[Items from a dataset]
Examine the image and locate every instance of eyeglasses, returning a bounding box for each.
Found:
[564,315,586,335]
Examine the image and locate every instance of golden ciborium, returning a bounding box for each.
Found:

* What you need to do *
Count the lines of the data that include the string "Examine", and give only that number.

* Result below *
2